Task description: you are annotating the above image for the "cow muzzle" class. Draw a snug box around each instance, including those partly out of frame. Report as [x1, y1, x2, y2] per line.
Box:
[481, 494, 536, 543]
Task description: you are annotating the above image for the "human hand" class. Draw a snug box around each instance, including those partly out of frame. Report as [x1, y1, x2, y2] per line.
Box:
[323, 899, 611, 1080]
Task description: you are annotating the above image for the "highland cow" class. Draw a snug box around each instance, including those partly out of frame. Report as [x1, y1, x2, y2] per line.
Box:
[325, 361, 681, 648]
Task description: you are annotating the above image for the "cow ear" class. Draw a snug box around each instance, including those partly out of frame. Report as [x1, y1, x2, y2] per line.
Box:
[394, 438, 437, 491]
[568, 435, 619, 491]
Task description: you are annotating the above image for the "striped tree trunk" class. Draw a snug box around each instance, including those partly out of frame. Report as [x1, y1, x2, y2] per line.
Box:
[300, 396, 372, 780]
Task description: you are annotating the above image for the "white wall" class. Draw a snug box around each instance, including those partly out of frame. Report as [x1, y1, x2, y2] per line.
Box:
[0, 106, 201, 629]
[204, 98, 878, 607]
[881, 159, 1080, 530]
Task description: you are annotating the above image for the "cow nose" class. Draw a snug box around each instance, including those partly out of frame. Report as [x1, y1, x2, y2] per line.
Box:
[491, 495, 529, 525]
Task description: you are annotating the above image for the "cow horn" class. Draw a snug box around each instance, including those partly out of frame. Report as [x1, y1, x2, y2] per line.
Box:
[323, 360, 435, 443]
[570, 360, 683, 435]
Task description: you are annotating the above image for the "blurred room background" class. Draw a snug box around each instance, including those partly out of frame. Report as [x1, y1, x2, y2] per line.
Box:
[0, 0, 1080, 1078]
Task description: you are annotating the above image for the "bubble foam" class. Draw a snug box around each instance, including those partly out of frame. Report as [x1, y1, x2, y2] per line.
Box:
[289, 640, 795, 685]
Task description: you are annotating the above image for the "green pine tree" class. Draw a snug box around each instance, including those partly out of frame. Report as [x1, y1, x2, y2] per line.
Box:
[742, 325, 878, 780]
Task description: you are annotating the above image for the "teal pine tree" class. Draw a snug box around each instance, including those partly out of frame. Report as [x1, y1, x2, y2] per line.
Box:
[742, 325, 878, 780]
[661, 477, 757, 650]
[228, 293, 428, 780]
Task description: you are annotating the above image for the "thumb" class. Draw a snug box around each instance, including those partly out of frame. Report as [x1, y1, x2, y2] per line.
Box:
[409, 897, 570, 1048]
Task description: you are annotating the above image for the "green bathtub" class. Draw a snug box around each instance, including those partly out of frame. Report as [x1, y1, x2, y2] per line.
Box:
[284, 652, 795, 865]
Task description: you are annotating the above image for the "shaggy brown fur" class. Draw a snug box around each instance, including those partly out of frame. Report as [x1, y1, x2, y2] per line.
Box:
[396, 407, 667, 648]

---------------

Write out the lines above as a numbered list, leaving out any blank ones.

1. Task description: you are annotating the above image for the "cow muzzle" class. Draw a snug box around each instance, including those partly out of frame. Report as [x1, y1, x2, y2] per line.
2. Box:
3. [481, 494, 536, 543]
4. Task description: you are annotating the above image for the "human hand" class. Draw a snug box around each instance, including those partly out of frame. Report as [x1, y1, x2, y2] per line.
5. Box:
6. [323, 899, 611, 1080]
7. Task description: you are annotating the above image for the "highland cow" class. Draw a snug box around each instance, including those partly out of frame. Report as [x1, y1, x2, y2] per line.
8. Box:
9. [325, 361, 681, 648]
10. Task description: you are annotating the above image for the "cow ear" class. Draw a snug box around each instance, including those partly out of frame. Report as [x1, y1, x2, y2] per line.
11. Box:
12. [394, 438, 437, 491]
13. [568, 435, 619, 491]
14. Task description: you are annotating the above image for the "striped tree trunk" class. Draw a snug box around each instance, including those partly out of frame. Report as [x1, y1, x2, y2] per line.
15. Box:
16. [300, 396, 372, 780]
17. Task description: you are annotating the above image for the "white wall" class. Draw a snug box around each instance, including those partly out of frame. Report as [x1, y1, x2, y2] per line.
18. Box:
19. [0, 106, 201, 629]
20. [204, 98, 878, 607]
21. [881, 159, 1080, 530]
22. Task description: you are annotating the above image for the "cow nose" class. Draw a snug box around each instance, including those partly out of frame. Report as [x1, y1, x2, y2] per line.
23. Box:
24. [491, 495, 529, 525]
25. Task description: you are annotating the above image for the "cow horn" class. Draw a snug box around each instance, including those partly out of frame. Report as [x1, y1, x2, y2] per line.
26. Box:
27. [323, 360, 435, 443]
28. [570, 360, 683, 435]
29. Task description: you are annotating the above image for the "blurred room background" class. Draw a snug box around each instance, including those partly out of frame. Report as [x1, y1, x2, y2] per line.
30. Box:
31. [0, 0, 1080, 1078]
32. Task description: you are annotating the above image for the "bubble foam" class. Draw a snug box around each instance, including those partly out of frame. Report as [x1, y1, x2, y2] per line.
33. Box:
34. [289, 640, 795, 685]
35. Task description: you are annotating the above image for the "green pine tree" class. Draw a snug box around each instance, including those partly out of frame. Report as [x1, y1, x2, y2] per line.
36. Box:
37. [742, 325, 878, 780]
38. Task description: you are annotating the above image for the "teal pine tree" class. Draw a snug box around each instance, including those partly out of frame. Report as [x1, y1, x2, y2] per line.
39. Box:
40. [742, 325, 878, 780]
41. [661, 477, 757, 650]
42. [228, 293, 428, 780]
43. Task description: you are annotating the above image for the "thumb" class. Draw a snug box around each instance, including those partly out of frame. Report as [x1, y1, x2, y2] per line.
44. Box:
45. [409, 897, 570, 1048]
46. Task description: you are annotating the above image for the "green bathtub" class. Draw a snug box around each instance, including those partly out of frame. Report as [x1, y1, x2, y2] per line.
47. Box:
48. [284, 652, 795, 865]
49. Task description: you are annotating the above image for the "shaggy brown fur" class. Draw a snug box around each instance, including those partly out of frame. Report as [x1, y1, x2, y2] per line.
50. Box:
51. [396, 407, 667, 648]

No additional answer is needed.